Start of Block

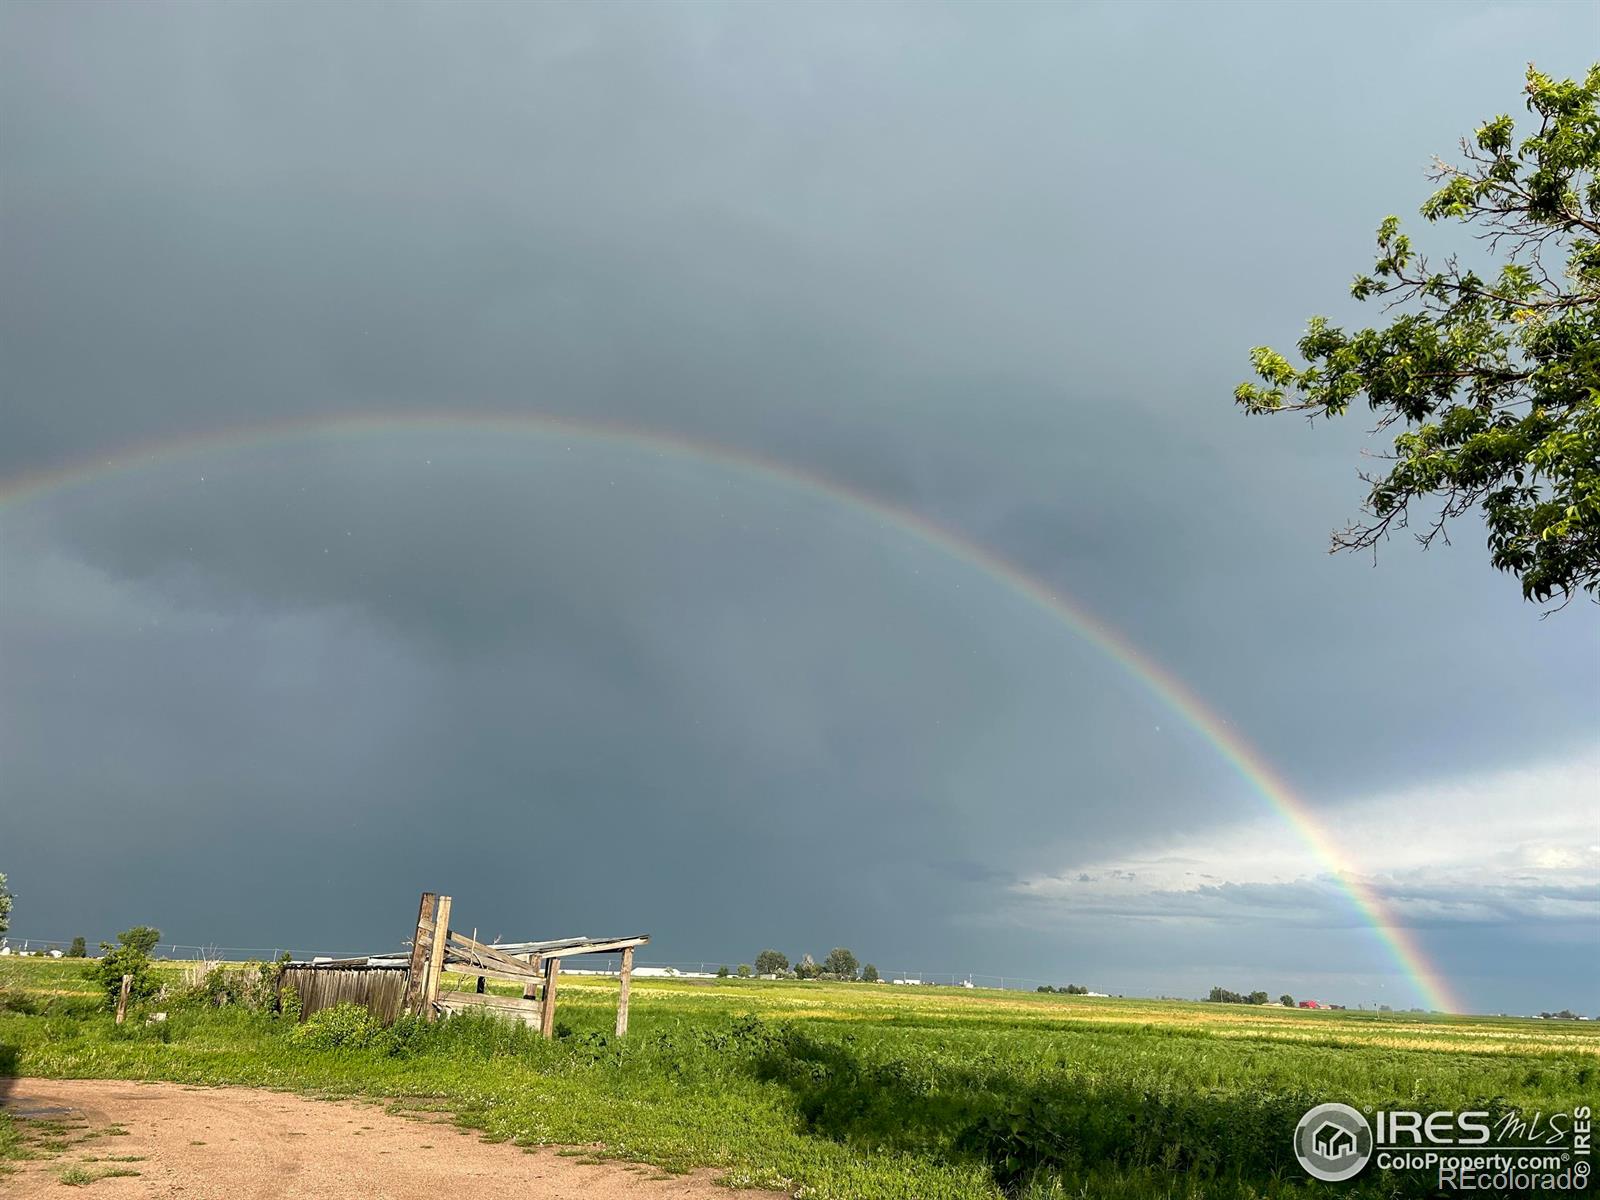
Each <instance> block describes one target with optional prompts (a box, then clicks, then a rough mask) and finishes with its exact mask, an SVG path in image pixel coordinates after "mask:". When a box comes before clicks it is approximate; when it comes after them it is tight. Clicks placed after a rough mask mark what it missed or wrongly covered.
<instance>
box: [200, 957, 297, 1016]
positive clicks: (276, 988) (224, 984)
mask: <svg viewBox="0 0 1600 1200" xmlns="http://www.w3.org/2000/svg"><path fill="white" fill-rule="evenodd" d="M286 962H288V955H283V957H282V958H278V960H277V962H272V963H243V965H242V966H224V965H221V963H218V965H216V966H213V968H211V970H210V971H206V973H205V976H202V979H200V982H198V984H195V986H194V987H190V989H189V990H187V992H186V994H184V1000H189V1002H192V1003H202V1005H213V1006H216V1008H222V1006H224V1005H238V1006H242V1008H250V1010H253V1011H261V1013H270V1011H274V1010H275V1008H277V1006H278V979H280V978H282V974H283V965H285V963H286Z"/></svg>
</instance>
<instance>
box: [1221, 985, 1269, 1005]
mask: <svg viewBox="0 0 1600 1200" xmlns="http://www.w3.org/2000/svg"><path fill="white" fill-rule="evenodd" d="M1206 1002H1208V1003H1213V1005H1267V1003H1272V997H1270V995H1267V994H1266V992H1250V994H1248V995H1242V994H1240V992H1229V990H1227V989H1226V987H1213V989H1211V995H1208V997H1206Z"/></svg>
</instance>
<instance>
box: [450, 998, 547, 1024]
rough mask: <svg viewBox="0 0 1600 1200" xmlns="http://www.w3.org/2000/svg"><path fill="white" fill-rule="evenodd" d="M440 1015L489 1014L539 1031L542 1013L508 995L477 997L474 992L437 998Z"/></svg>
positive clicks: (536, 1009) (527, 1004)
mask: <svg viewBox="0 0 1600 1200" xmlns="http://www.w3.org/2000/svg"><path fill="white" fill-rule="evenodd" d="M438 1010H440V1011H442V1013H472V1011H477V1013H490V1014H491V1016H501V1018H509V1019H512V1021H522V1022H523V1024H525V1026H528V1027H530V1029H539V1022H541V1019H542V1013H541V1011H539V1005H536V1003H528V1002H526V1000H518V998H517V997H510V995H493V994H491V995H477V994H475V992H445V995H442V997H440V998H438Z"/></svg>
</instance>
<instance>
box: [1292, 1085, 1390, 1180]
mask: <svg viewBox="0 0 1600 1200" xmlns="http://www.w3.org/2000/svg"><path fill="white" fill-rule="evenodd" d="M1294 1157H1296V1158H1299V1163H1301V1166H1304V1168H1306V1174H1309V1176H1310V1178H1312V1179H1322V1181H1325V1182H1339V1181H1341V1179H1354V1178H1355V1176H1357V1174H1360V1173H1362V1168H1363V1166H1366V1162H1368V1158H1371V1157H1373V1126H1371V1125H1368V1122H1366V1117H1363V1115H1362V1114H1360V1112H1358V1110H1357V1109H1352V1107H1350V1106H1349V1104H1318V1106H1317V1107H1314V1109H1310V1110H1309V1112H1307V1114H1306V1115H1304V1117H1301V1118H1299V1125H1296V1126H1294Z"/></svg>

End of Block

**Work to be completed**
Rewrite all the rows above, swapping every "positive clicks" for "foreground clicks" and keeping everything else the same. Leave the pictures out.

**Answer space**
Each <instance> block describes one target with optional prompts (a box, then clicks, then a rough mask) and finishes with its exact mask, an SVG path in image pixel coordinates after "mask:". When a box comes before clicks it is approximate; when it comes after them it is tight. Clicks placed after a rough mask mark what it missed or wrongly covered.
<instance>
box: [200, 957, 297, 1016]
foreground clicks: (276, 988) (224, 984)
mask: <svg viewBox="0 0 1600 1200" xmlns="http://www.w3.org/2000/svg"><path fill="white" fill-rule="evenodd" d="M286 962H288V955H283V957H282V958H278V960H277V962H272V963H243V965H242V966H224V965H221V963H218V965H216V966H213V968H211V970H210V971H206V973H205V976H202V979H200V982H198V984H195V986H194V987H190V989H189V990H187V992H186V994H184V1000H189V1002H192V1003H202V1005H213V1006H216V1008H222V1006H224V1005H238V1006H242V1008H250V1010H253V1011H261V1013H270V1011H274V1010H275V1008H277V1006H278V979H280V978H282V974H283V965H285V963H286Z"/></svg>
</instance>
<instance>
box: [1221, 985, 1269, 1005]
mask: <svg viewBox="0 0 1600 1200" xmlns="http://www.w3.org/2000/svg"><path fill="white" fill-rule="evenodd" d="M1206 1002H1208V1003H1213V1005H1267V1003H1272V997H1270V995H1267V994H1266V992H1250V994H1248V995H1242V994H1240V992H1229V990H1227V989H1226V987H1213V989H1211V995H1208V997H1206Z"/></svg>
</instance>
<instance>
box: [450, 998, 547, 1024]
rough mask: <svg viewBox="0 0 1600 1200" xmlns="http://www.w3.org/2000/svg"><path fill="white" fill-rule="evenodd" d="M440 1015L489 1014L539 1031L542 1013L508 995L477 997L474 992L437 998Z"/></svg>
foreground clicks: (536, 1009) (527, 1004)
mask: <svg viewBox="0 0 1600 1200" xmlns="http://www.w3.org/2000/svg"><path fill="white" fill-rule="evenodd" d="M438 1010H440V1011H442V1013H472V1011H477V1013H490V1014H491V1016H501V1018H509V1019H512V1021H522V1022H523V1024H525V1026H528V1027H530V1029H539V1022H541V1019H542V1013H541V1011H539V1005H536V1003H528V1002H526V1000H518V998H517V997H510V995H493V994H491V995H477V994H475V992H445V995H442V997H440V998H438Z"/></svg>
</instance>
<instance>
box: [1292, 1085, 1390, 1180]
mask: <svg viewBox="0 0 1600 1200" xmlns="http://www.w3.org/2000/svg"><path fill="white" fill-rule="evenodd" d="M1294 1157H1296V1158H1299V1163H1301V1166H1304V1168H1306V1174H1309V1176H1310V1178H1312V1179H1322V1181H1325V1182H1339V1181H1341V1179H1354V1178H1355V1176H1357V1174H1360V1173H1362V1168H1363V1166H1366V1162H1368V1158H1371V1157H1373V1126H1371V1125H1368V1122H1366V1117H1363V1115H1362V1114H1360V1112H1358V1110H1357V1109H1352V1107H1350V1106H1349V1104H1318V1106H1317V1107H1314V1109H1310V1110H1309V1112H1307V1114H1306V1115H1304V1117H1301V1118H1299V1125H1296V1126H1294Z"/></svg>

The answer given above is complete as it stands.